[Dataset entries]
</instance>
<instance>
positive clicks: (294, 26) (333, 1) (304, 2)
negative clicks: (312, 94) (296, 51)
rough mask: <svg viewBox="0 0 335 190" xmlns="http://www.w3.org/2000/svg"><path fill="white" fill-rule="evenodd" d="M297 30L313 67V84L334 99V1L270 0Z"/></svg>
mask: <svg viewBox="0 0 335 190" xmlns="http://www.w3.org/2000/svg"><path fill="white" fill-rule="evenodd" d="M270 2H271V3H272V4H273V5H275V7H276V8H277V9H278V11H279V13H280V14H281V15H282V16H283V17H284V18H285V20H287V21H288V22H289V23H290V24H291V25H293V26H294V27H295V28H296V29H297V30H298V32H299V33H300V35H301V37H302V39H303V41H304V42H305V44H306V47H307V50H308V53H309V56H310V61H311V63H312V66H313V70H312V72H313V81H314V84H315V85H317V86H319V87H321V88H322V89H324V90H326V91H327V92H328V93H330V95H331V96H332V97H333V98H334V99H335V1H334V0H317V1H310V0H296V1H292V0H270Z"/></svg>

WORK REQUIRED –
Every entry that appears above should be duplicated exactly.

REPLY –
</instance>
<instance>
positive clicks: (294, 26) (333, 1) (304, 2)
negative clicks: (312, 94) (296, 51)
rough mask: <svg viewBox="0 0 335 190" xmlns="http://www.w3.org/2000/svg"><path fill="white" fill-rule="evenodd" d="M297 30L313 67V84L334 99V1L270 0Z"/></svg>
mask: <svg viewBox="0 0 335 190" xmlns="http://www.w3.org/2000/svg"><path fill="white" fill-rule="evenodd" d="M270 2H271V3H272V4H273V5H275V7H276V8H277V9H278V11H279V13H280V14H281V15H282V16H283V17H284V18H285V20H287V21H288V22H289V23H290V24H291V25H293V26H294V27H295V28H296V29H297V30H298V32H299V33H300V35H301V37H302V39H303V41H304V42H305V44H306V47H307V50H308V53H309V56H310V61H311V63H312V66H313V70H312V72H313V81H314V84H315V85H317V86H319V87H321V88H322V89H324V90H326V91H327V92H328V93H330V95H331V96H332V97H333V98H334V99H335V1H334V0H317V1H310V0H296V1H292V0H270Z"/></svg>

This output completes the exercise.